The Long Beach Area Peace Network (LBAPN) and LB ECO-activist Diana Mann have filed a federal court lawsuit alleging that Long Beach ordinances and related actions regarding parades (demonstrations) and permits violated their free speech rights, and continue to violate the rights of others.
LBReport.com posts the federal court complaint in pdf form on a link below.
In a written release, Ms. Mann, founder of ECO-Link, a coalition of LB environmental organizations, said:
The Long Beach Municipal Code is designed to allow city officials to pick and choose who and what organization will be charged fees, leaving citizens at extreme disadvantage. Residents of the City are put at significant risk of discrimination and personal liability for participating in the democratic process and exercising their rights to free speech. Free speech is a cost we all share in a democratic society, not something just for those able to pay for city services or those lucky enough to have the charges waived.
The release also quotes Eugene Ruyle, a retired CSULB professor and one of persons held personally liable for the costs of the March 22, 2003 anti-war event:
Other people who may want to organize rallies in the future will see what the City has put us through and maybe think twice about speaking up and organizing in their community. That's why we fight for this.
The complaint, filed by attorneys Carol Sobel & Rebecca Thornton of Santa Monica, seeks an injunction preventing enforcement of LB ordinances related to demonstrations and permits (Muni Code Chapter 5.60), a declaration that City Hall's actions violated plaintiffs’ free speech rights under the U.S. and CA Constitutions...and seeks compensatory damages, costs of suit and attorneys fees.

Written problem 1:
In the lawsuit report, which attorneys filed the complaint?
The records below have no connection to the lawsuit report.

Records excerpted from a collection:
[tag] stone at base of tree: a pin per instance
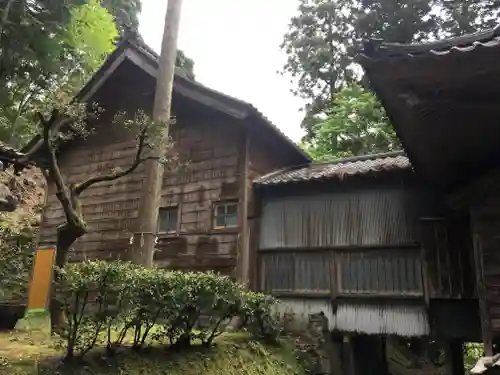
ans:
(235, 324)
(35, 320)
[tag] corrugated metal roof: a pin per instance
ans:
(376, 49)
(338, 169)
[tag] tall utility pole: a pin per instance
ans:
(144, 238)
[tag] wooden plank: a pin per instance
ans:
(243, 259)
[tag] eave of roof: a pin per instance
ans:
(145, 51)
(375, 50)
(338, 169)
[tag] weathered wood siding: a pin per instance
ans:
(213, 147)
(212, 174)
(485, 222)
(215, 152)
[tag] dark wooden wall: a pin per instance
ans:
(223, 156)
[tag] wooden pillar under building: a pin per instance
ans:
(484, 315)
(454, 358)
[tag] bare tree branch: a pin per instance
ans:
(55, 123)
(138, 160)
(62, 192)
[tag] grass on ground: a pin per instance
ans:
(232, 354)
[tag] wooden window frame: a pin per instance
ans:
(225, 203)
(177, 226)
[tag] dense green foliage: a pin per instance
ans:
(46, 46)
(356, 124)
(106, 302)
(325, 36)
(233, 354)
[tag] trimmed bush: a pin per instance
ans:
(106, 303)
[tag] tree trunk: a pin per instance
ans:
(67, 234)
(144, 239)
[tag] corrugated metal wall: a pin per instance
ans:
(389, 272)
(362, 217)
(297, 272)
(381, 272)
(402, 319)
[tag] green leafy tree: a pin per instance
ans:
(355, 124)
(46, 46)
(325, 35)
(126, 13)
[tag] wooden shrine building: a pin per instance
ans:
(226, 142)
(442, 99)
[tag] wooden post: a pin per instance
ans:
(349, 365)
(454, 358)
(481, 295)
(144, 238)
(243, 255)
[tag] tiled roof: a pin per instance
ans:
(376, 49)
(338, 169)
(148, 51)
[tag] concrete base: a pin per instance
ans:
(35, 320)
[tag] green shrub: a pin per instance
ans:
(16, 259)
(99, 299)
(91, 296)
(258, 316)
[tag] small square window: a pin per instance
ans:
(226, 215)
(168, 219)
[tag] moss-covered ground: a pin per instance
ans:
(232, 354)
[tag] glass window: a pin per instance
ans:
(167, 219)
(226, 215)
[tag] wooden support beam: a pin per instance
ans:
(145, 236)
(348, 364)
(481, 295)
(454, 358)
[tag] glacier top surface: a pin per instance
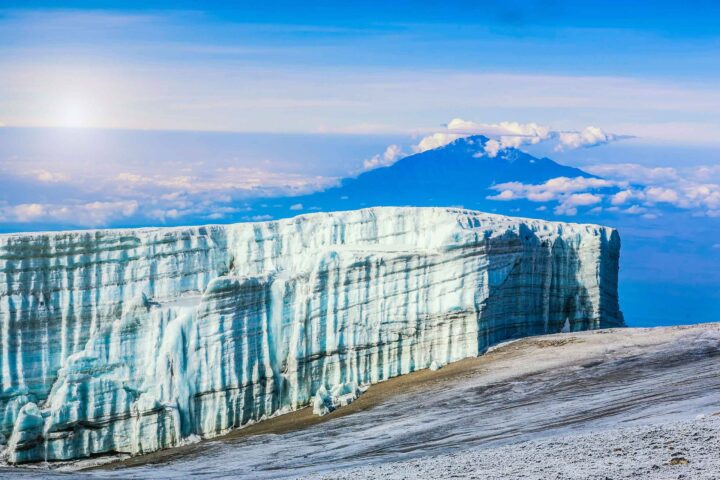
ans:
(489, 221)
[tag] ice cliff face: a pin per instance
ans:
(135, 340)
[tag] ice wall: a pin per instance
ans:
(135, 340)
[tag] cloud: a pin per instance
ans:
(555, 189)
(391, 155)
(633, 172)
(570, 193)
(588, 137)
(692, 188)
(636, 190)
(92, 214)
(514, 134)
(436, 140)
(570, 203)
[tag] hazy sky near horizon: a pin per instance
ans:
(649, 70)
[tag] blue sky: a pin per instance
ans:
(362, 67)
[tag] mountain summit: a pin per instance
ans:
(460, 173)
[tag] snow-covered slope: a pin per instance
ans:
(135, 340)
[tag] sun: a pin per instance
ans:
(73, 112)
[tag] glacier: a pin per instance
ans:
(130, 341)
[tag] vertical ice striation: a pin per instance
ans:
(134, 340)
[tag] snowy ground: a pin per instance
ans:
(609, 404)
(688, 449)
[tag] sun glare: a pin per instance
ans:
(73, 112)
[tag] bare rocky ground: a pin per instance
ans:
(609, 404)
(680, 450)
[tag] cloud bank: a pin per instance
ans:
(501, 136)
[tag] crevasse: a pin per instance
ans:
(134, 340)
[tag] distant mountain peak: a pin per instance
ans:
(459, 173)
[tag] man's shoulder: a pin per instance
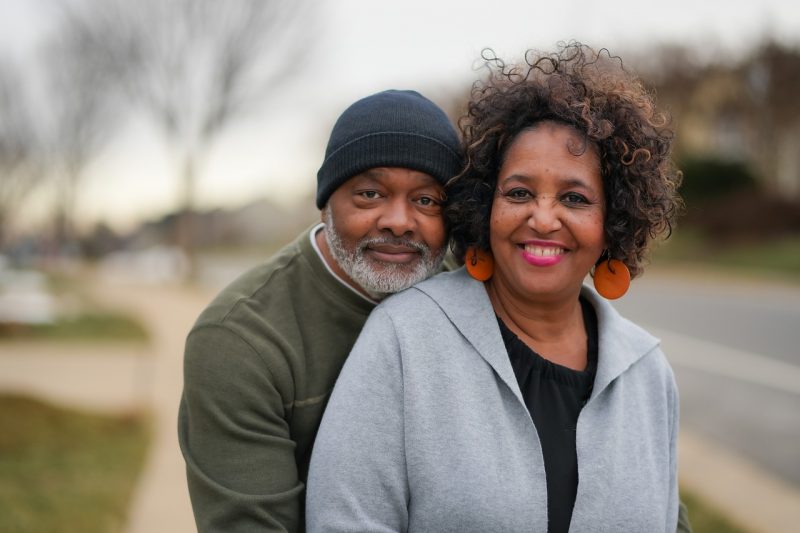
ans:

Written problem 2:
Rewrite the records, starting at the line that has "[tag] glacier: a pin per instance" and ending with the last line of the records. Keep each request, and add 122 to every pin coordinate in the answers. Leave the pictures out.

Correct result 1:
Carol Sobel and Rebecca Thornton of Santa Monica.

Correct result 2:
[tag] glacier: a pin per instance
ans:
(252, 463)
[tag] vertical ice striation: a pin per instance
ans:
(256, 462)
[tag] snowy ground: a pin per instance
ans:
(731, 526)
(810, 571)
[tag] sun glare: a pin per instance
ans:
(195, 234)
[tag] bare rocky ground: a pin per instance
ans:
(731, 526)
(802, 572)
[tag] cloud bank: a pin per instance
ans:
(623, 258)
[tag] crevasse: a pin per instance
ans:
(256, 462)
[tag] distant mountain peak: a pin per instance
ans:
(581, 295)
[tag] man's shoulder: a pin per instance
ans:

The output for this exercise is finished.